▶ _Instructions for the task_:
Every line from the one with "of the house" to the final line of the listing below should be repeated exactly, and only those.

▶ _Exercise materials_:

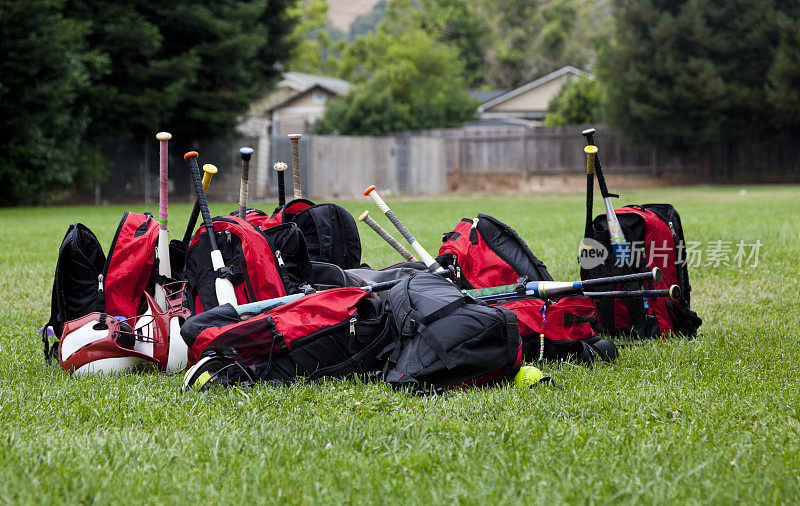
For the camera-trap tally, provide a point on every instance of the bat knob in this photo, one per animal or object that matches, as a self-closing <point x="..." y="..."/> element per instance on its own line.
<point x="246" y="153"/>
<point x="656" y="275"/>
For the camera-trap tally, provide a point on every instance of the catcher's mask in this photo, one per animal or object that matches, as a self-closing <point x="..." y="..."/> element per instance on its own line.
<point x="100" y="343"/>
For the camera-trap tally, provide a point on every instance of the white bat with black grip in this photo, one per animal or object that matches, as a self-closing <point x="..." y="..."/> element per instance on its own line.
<point x="223" y="286"/>
<point x="432" y="264"/>
<point x="245" y="153"/>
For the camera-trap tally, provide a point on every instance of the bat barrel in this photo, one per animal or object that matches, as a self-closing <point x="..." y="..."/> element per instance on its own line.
<point x="386" y="236"/>
<point x="653" y="275"/>
<point x="245" y="153"/>
<point x="208" y="172"/>
<point x="191" y="157"/>
<point x="163" y="173"/>
<point x="280" y="167"/>
<point x="295" y="139"/>
<point x="432" y="264"/>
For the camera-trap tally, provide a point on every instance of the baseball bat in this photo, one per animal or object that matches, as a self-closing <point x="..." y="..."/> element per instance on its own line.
<point x="541" y="289"/>
<point x="245" y="153"/>
<point x="619" y="246"/>
<point x="280" y="168"/>
<point x="590" y="162"/>
<point x="295" y="138"/>
<point x="673" y="292"/>
<point x="386" y="236"/>
<point x="598" y="169"/>
<point x="223" y="286"/>
<point x="432" y="264"/>
<point x="545" y="289"/>
<point x="208" y="172"/>
<point x="164" y="267"/>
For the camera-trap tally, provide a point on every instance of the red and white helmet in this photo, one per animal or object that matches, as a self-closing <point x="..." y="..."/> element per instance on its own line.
<point x="100" y="343"/>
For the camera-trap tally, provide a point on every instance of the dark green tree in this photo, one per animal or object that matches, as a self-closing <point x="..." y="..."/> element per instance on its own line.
<point x="530" y="38"/>
<point x="367" y="22"/>
<point x="685" y="74"/>
<point x="577" y="103"/>
<point x="191" y="66"/>
<point x="783" y="87"/>
<point x="45" y="66"/>
<point x="405" y="81"/>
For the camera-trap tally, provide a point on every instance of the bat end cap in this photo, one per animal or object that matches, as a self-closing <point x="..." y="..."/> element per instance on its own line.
<point x="656" y="275"/>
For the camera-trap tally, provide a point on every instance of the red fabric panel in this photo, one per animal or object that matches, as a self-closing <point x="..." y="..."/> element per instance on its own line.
<point x="480" y="265"/>
<point x="531" y="324"/>
<point x="316" y="312"/>
<point x="261" y="269"/>
<point x="130" y="266"/>
<point x="256" y="332"/>
<point x="660" y="252"/>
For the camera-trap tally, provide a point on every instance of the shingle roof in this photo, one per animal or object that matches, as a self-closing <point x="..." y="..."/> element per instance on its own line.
<point x="301" y="82"/>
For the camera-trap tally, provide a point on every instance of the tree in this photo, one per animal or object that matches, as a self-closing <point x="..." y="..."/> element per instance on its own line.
<point x="577" y="103"/>
<point x="405" y="81"/>
<point x="688" y="73"/>
<point x="313" y="40"/>
<point x="530" y="38"/>
<point x="192" y="66"/>
<point x="784" y="75"/>
<point x="45" y="65"/>
<point x="455" y="23"/>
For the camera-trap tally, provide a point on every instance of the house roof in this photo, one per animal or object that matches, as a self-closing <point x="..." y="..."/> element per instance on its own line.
<point x="301" y="83"/>
<point x="499" y="99"/>
<point x="486" y="95"/>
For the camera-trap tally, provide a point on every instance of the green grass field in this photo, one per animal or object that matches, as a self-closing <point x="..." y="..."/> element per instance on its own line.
<point x="714" y="419"/>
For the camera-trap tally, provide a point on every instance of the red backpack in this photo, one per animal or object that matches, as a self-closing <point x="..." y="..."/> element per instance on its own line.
<point x="333" y="333"/>
<point x="486" y="252"/>
<point x="560" y="330"/>
<point x="656" y="235"/>
<point x="259" y="265"/>
<point x="86" y="281"/>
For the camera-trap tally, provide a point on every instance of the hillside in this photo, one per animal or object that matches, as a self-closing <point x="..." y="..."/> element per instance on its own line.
<point x="342" y="13"/>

▶ _Answer to this problem_:
For the camera-trap tally, provide a point on every instance of the house roof in this photo, one per animal or object that matches, as a self-closing <point x="..." y="..."/> element per instance on its own line.
<point x="301" y="83"/>
<point x="499" y="99"/>
<point x="486" y="95"/>
For the camera-trap tally, provide a point on every instance of the green grass field in this photo, one per animal or object that matches, as a self-closing <point x="..." y="..."/> element per instance on its own line.
<point x="714" y="419"/>
For the camera-trap tally, provide a point on every instance of the red backpack in this photo, one per animal or object that matches, as a self-closing <point x="..." y="..."/> element per instance on its own line.
<point x="333" y="333"/>
<point x="486" y="252"/>
<point x="560" y="330"/>
<point x="656" y="235"/>
<point x="259" y="265"/>
<point x="86" y="281"/>
For the camera-trap tally, provide a point on every instance of the hillside in this photo, one per animal or object that matches, as a self-closing <point x="..." y="..."/> element per instance on its own line.
<point x="342" y="13"/>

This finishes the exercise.